— START —
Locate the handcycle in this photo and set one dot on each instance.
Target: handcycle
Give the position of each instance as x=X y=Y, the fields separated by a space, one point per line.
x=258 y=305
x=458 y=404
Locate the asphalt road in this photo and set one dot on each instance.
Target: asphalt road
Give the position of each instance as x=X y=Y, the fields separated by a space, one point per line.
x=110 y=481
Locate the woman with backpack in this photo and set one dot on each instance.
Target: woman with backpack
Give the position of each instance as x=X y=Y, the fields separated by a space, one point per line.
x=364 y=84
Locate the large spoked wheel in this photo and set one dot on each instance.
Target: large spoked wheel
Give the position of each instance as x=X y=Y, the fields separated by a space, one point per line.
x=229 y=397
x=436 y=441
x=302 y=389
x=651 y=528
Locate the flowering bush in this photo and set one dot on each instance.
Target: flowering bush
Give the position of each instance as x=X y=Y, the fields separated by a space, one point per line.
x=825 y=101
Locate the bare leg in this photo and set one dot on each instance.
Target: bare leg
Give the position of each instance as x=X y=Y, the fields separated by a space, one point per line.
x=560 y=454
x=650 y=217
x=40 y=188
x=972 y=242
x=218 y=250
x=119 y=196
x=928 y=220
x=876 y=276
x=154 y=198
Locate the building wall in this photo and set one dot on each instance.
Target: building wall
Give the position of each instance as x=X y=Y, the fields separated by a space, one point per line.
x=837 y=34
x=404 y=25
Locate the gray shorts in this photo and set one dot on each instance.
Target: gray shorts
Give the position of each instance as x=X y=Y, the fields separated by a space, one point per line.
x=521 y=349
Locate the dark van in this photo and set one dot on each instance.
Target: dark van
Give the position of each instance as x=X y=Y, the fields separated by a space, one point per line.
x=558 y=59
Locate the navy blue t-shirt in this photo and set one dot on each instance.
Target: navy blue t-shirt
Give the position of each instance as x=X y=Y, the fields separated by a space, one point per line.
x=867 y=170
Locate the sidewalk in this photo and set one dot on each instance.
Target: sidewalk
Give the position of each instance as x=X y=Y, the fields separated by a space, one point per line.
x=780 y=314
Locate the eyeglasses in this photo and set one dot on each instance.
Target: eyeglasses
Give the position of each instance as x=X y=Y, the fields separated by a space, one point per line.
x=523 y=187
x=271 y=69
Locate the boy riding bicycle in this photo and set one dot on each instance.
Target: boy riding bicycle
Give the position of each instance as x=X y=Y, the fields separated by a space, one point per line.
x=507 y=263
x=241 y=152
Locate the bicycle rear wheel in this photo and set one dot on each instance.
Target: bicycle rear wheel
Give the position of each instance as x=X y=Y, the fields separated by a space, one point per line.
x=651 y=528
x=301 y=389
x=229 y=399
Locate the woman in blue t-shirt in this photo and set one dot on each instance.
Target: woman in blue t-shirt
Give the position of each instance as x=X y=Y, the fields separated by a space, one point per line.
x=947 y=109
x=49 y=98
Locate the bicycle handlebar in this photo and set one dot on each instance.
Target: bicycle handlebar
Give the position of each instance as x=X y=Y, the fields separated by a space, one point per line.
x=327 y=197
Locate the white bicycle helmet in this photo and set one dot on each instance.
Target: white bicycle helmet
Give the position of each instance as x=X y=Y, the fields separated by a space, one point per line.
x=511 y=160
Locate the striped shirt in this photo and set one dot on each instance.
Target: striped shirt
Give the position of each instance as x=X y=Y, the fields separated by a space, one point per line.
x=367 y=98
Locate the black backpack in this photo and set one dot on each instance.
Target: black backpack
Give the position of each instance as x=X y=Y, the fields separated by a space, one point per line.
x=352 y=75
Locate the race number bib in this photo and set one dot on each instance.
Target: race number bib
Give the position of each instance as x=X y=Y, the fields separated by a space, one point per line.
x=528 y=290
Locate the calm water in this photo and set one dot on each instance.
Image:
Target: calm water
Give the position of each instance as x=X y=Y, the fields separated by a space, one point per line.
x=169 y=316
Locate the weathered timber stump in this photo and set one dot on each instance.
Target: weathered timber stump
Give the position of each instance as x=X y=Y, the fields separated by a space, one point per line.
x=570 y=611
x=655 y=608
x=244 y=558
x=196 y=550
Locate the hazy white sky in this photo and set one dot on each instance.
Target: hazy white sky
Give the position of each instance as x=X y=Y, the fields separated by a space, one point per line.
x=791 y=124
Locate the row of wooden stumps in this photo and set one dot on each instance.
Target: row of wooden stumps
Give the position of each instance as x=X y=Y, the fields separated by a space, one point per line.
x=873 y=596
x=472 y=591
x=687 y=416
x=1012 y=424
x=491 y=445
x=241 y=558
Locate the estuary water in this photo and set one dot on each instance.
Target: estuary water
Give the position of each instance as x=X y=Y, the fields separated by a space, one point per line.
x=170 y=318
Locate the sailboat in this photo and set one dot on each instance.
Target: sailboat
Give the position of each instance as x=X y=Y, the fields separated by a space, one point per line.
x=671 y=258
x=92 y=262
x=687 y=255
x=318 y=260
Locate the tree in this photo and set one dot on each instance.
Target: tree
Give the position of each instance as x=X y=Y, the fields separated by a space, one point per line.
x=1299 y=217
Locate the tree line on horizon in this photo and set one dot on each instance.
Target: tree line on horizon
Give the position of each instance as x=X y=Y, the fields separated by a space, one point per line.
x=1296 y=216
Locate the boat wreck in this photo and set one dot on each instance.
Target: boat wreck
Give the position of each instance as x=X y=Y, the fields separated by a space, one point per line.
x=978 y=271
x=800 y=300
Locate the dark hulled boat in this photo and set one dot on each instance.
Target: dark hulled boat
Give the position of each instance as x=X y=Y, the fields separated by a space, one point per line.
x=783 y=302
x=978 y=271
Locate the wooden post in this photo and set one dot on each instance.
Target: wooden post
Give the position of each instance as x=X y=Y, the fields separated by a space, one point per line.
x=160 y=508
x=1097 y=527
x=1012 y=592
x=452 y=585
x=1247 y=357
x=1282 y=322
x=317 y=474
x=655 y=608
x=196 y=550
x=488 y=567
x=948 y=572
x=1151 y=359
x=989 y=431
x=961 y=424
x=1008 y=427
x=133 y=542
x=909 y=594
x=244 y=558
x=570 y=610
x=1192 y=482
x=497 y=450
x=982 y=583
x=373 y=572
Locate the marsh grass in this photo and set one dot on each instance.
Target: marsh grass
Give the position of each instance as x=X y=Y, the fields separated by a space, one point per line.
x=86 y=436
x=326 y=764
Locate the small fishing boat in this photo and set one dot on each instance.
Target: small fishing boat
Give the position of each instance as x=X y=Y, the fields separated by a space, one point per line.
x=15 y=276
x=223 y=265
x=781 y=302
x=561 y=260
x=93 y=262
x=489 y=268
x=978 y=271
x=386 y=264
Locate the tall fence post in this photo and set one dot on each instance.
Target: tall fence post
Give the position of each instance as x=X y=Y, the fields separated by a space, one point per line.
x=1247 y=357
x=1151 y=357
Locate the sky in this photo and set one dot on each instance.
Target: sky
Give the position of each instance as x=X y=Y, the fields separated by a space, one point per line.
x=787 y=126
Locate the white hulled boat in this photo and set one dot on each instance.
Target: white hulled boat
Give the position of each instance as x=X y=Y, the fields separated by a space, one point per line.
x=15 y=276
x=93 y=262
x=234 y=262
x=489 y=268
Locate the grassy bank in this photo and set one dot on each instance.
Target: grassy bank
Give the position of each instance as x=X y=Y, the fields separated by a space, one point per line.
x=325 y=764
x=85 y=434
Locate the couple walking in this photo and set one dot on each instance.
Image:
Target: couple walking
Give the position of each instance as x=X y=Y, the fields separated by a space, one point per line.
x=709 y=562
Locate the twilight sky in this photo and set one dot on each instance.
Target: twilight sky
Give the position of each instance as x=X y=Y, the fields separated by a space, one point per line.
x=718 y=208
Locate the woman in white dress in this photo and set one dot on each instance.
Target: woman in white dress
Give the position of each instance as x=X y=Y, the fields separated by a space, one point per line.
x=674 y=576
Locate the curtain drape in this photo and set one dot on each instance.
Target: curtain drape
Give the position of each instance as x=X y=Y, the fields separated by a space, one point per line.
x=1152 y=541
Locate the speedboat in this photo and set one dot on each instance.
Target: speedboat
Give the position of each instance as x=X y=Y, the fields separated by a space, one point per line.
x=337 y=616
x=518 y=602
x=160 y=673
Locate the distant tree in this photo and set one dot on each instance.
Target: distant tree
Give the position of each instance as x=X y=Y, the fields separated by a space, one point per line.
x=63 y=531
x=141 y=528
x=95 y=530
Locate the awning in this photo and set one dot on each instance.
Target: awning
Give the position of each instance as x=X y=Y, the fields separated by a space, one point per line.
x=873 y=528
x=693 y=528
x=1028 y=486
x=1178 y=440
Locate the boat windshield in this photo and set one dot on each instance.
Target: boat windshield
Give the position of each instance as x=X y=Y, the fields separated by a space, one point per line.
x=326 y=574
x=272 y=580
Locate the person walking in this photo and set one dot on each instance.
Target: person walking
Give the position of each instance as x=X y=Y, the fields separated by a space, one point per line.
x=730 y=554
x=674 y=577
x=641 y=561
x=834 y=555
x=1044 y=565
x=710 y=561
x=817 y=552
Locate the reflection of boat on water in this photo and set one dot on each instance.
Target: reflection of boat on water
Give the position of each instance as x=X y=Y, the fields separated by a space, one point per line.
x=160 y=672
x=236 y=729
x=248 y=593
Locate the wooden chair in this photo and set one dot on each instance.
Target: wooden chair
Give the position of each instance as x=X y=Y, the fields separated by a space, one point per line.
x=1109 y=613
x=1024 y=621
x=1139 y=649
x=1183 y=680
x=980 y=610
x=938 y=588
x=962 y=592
— END —
Recast the records above as a two-column CSV with the header input,output, beginning at the line that has "Locate the boat wreck" and stopping after the line that has "x=386 y=264". Give one row per record, with its text in input and its answer in output, each as a single quoted field with line breaks replaced by spaces.

input,output
"Locate the boat wreck in this photo and set one dot on each instance. Target: boat wreck Give the position of each instance as x=X y=Y, the fields separated by a space, one point per line.","x=978 y=271 x=800 y=300"
"Locate the dark hulled boat in this photo and set one dot on each instance. Target: dark hulled boat Give the position of each instance as x=X y=Y, the fields separated by a space, one point per line.","x=783 y=302 x=978 y=271"
"Locate the wooden post in this photo and set one dot on each instance. Target: wooden post Give the position of each instance as x=X y=Y, the fields separated by a space, one point per line.","x=160 y=508 x=1097 y=527 x=1012 y=592 x=452 y=585 x=1247 y=357 x=1282 y=322 x=317 y=474 x=655 y=608 x=196 y=550 x=488 y=567 x=948 y=572 x=1151 y=359 x=989 y=431 x=961 y=424 x=1008 y=427 x=133 y=542 x=909 y=594 x=244 y=558 x=570 y=610 x=1192 y=482 x=497 y=450 x=982 y=583 x=373 y=572"
"Locate the marsh grass in this photo and set one dot on each instance. Target: marsh grass Give the position of each instance as x=X y=Y, the fields separated by a space, one point per line.","x=86 y=436 x=326 y=764"
"Locate the small fishing boat in this photo and set one dot on each instance. Target: small fishing boat Give the position of each instance as x=X y=Y, the fields separated by a space, one point per line.","x=15 y=276 x=223 y=265 x=781 y=302 x=561 y=260 x=93 y=262 x=489 y=268 x=978 y=271 x=386 y=264"